■ Stated goal: Locate each line in the items below that contains the word "ornament", and copy those lines out.

■ Records supplied:
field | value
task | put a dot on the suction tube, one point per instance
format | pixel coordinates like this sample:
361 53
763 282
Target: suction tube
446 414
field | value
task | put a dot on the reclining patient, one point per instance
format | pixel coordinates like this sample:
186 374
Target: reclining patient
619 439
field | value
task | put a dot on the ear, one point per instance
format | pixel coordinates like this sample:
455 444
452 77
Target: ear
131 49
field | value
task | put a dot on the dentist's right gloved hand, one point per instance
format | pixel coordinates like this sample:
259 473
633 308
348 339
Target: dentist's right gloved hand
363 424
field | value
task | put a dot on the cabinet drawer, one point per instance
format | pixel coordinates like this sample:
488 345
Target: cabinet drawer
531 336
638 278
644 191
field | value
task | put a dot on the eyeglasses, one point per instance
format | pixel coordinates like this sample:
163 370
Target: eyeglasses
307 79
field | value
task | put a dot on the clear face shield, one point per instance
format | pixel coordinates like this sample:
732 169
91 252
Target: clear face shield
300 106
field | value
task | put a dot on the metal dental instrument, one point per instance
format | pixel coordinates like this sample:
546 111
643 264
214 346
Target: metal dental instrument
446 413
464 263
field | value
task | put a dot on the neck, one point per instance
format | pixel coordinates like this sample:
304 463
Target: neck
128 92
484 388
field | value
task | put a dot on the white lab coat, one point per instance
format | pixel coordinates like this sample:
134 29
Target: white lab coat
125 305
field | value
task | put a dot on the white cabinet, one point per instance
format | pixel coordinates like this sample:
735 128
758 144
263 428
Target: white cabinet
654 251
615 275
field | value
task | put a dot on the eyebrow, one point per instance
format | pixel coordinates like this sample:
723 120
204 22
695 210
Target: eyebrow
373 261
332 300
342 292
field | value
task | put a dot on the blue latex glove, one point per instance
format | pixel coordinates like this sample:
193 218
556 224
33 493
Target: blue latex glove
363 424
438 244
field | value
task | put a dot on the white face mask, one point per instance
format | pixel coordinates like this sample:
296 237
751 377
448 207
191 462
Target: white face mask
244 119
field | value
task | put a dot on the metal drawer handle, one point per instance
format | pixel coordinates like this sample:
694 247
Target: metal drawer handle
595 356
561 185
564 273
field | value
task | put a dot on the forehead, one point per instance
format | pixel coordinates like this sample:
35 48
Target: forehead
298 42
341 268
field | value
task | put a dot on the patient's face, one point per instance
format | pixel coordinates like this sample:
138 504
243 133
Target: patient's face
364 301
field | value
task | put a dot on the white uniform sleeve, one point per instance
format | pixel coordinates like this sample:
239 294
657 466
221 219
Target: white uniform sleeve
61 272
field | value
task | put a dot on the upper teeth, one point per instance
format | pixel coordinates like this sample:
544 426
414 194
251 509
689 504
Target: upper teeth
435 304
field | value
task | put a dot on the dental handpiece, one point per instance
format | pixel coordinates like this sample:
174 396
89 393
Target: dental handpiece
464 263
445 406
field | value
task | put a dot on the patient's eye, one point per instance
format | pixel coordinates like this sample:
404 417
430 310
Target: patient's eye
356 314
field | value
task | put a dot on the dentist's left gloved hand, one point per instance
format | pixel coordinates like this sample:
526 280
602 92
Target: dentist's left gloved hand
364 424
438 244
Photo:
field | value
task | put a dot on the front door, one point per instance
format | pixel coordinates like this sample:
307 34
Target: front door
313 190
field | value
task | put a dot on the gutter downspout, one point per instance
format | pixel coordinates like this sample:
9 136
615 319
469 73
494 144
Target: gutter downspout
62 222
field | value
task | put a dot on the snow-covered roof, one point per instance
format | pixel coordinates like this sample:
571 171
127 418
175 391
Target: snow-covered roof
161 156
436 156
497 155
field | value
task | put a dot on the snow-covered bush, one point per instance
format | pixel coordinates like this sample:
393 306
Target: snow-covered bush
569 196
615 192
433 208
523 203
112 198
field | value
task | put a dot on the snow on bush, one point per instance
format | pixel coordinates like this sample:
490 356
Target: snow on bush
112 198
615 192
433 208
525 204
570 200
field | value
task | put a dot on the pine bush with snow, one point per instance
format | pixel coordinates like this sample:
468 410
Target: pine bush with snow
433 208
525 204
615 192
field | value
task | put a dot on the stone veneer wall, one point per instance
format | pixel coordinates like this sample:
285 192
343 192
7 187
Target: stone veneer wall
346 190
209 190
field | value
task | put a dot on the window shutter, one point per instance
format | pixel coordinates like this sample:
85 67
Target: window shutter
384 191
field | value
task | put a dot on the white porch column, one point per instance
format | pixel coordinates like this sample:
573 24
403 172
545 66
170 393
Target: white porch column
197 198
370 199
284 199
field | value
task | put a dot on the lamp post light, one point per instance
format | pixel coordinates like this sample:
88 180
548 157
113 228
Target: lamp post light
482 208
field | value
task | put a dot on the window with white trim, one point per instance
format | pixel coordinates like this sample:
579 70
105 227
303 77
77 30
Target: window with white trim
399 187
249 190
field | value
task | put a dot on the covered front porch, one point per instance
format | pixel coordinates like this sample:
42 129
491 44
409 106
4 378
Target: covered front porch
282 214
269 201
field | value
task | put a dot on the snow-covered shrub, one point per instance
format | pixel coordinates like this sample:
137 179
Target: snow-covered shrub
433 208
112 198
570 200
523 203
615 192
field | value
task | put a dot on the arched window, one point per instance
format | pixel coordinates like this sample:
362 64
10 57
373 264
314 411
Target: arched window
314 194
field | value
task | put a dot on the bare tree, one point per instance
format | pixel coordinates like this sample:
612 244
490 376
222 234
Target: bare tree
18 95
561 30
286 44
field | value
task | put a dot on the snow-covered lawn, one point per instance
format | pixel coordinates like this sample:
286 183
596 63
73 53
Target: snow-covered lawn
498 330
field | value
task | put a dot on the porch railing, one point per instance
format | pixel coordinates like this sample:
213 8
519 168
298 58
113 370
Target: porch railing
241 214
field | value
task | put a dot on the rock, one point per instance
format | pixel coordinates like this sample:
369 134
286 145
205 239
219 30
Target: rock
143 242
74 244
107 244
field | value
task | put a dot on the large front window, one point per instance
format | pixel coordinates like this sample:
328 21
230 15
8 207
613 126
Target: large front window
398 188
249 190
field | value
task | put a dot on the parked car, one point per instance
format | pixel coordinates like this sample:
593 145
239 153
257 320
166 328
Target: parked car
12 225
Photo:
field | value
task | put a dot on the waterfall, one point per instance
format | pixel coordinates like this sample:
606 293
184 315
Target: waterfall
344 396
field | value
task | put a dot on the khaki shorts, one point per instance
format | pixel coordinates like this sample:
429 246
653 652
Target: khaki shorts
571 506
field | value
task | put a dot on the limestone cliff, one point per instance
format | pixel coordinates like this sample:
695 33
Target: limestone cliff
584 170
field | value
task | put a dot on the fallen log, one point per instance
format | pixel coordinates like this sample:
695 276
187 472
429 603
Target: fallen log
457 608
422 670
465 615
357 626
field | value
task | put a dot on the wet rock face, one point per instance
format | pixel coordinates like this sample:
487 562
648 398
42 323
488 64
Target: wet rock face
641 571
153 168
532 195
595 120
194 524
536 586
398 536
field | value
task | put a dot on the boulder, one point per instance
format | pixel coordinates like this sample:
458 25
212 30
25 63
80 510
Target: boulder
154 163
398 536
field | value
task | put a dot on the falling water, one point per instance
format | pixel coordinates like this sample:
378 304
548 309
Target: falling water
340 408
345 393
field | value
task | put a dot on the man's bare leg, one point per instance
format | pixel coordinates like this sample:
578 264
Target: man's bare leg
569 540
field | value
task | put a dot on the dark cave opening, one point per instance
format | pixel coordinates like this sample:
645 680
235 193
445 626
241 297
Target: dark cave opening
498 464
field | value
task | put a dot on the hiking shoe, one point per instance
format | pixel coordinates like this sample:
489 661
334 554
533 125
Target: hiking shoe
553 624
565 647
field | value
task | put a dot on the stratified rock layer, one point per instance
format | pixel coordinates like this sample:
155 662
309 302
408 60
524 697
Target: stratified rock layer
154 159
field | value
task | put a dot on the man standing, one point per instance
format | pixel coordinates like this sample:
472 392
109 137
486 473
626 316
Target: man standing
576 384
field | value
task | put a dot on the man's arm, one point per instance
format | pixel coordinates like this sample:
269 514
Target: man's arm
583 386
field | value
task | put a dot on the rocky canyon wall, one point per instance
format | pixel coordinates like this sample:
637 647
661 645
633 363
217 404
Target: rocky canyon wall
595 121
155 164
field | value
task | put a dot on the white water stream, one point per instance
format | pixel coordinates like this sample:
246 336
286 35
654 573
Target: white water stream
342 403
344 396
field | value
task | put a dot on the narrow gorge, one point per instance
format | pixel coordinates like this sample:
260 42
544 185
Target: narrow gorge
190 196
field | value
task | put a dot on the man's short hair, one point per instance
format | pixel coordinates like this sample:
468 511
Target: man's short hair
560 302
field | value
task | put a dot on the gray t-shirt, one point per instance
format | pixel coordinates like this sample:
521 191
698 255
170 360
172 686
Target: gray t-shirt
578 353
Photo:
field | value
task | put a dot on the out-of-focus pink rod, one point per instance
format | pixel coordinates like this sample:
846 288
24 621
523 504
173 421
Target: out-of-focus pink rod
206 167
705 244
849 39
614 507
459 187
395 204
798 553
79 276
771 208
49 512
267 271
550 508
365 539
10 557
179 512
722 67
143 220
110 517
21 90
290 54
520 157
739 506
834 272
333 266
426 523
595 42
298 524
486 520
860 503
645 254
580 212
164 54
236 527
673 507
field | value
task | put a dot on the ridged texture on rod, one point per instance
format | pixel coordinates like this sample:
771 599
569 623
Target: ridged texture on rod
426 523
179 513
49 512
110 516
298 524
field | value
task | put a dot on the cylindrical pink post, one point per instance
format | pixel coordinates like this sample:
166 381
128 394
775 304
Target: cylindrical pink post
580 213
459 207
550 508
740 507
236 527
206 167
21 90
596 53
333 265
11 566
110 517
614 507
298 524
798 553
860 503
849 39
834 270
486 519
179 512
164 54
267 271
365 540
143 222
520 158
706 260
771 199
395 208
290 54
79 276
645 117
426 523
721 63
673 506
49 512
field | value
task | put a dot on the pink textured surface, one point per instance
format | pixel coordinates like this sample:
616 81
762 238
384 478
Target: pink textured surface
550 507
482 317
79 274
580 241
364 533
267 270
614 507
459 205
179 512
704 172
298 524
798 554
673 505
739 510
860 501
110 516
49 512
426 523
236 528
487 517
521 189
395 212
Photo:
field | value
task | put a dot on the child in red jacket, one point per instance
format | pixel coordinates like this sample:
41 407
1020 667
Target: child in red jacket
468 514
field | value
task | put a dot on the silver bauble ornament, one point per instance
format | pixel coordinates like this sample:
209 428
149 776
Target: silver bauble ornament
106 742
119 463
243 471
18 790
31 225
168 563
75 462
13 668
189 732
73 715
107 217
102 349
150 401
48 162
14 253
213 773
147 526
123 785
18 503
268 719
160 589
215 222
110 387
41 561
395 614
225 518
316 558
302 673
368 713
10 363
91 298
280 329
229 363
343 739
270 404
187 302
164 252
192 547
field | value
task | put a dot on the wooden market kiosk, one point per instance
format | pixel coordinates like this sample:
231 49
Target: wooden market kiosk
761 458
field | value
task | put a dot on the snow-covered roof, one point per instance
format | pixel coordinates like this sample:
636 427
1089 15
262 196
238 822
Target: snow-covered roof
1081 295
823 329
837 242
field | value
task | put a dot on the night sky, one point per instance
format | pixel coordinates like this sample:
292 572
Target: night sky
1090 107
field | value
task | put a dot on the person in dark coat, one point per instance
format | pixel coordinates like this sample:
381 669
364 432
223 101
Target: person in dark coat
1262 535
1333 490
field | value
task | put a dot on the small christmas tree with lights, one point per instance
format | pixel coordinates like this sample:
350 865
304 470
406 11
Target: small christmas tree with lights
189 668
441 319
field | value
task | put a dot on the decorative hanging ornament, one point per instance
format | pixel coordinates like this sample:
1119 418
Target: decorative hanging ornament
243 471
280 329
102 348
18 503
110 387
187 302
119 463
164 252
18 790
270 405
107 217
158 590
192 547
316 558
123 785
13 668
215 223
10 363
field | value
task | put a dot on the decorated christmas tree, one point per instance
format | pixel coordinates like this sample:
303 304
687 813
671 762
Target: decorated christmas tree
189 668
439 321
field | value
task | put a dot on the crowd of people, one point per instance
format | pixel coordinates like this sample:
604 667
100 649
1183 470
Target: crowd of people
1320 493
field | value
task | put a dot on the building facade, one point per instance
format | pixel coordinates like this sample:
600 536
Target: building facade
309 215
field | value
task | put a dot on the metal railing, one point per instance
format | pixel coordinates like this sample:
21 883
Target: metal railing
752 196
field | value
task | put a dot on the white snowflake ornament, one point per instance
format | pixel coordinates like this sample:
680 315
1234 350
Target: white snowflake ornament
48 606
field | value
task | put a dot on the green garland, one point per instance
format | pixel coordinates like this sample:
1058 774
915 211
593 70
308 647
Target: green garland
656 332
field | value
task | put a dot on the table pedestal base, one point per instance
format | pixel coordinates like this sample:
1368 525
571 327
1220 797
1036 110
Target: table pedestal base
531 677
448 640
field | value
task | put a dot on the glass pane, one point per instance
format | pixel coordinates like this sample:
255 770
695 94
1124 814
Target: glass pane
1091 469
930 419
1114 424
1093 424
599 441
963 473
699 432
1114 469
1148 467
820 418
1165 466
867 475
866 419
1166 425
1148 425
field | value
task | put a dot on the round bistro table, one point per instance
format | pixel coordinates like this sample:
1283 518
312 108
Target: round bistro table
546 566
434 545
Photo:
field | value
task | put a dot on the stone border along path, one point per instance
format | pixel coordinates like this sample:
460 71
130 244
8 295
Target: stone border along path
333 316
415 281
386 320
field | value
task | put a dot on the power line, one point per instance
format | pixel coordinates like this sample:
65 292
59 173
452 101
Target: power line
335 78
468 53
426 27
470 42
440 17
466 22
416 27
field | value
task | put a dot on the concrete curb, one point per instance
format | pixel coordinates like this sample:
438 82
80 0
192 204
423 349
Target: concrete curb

■ Response:
task | put a dot on the silver bauble ornament, one point per instance
Target: silver bauble ornament
task | put a dot on the decorative hanging ornament, one point per instance
Target: decorative hanging ornament
task | put a dot on the white snowflake ornament, one point per instance
Target: white snowflake ornament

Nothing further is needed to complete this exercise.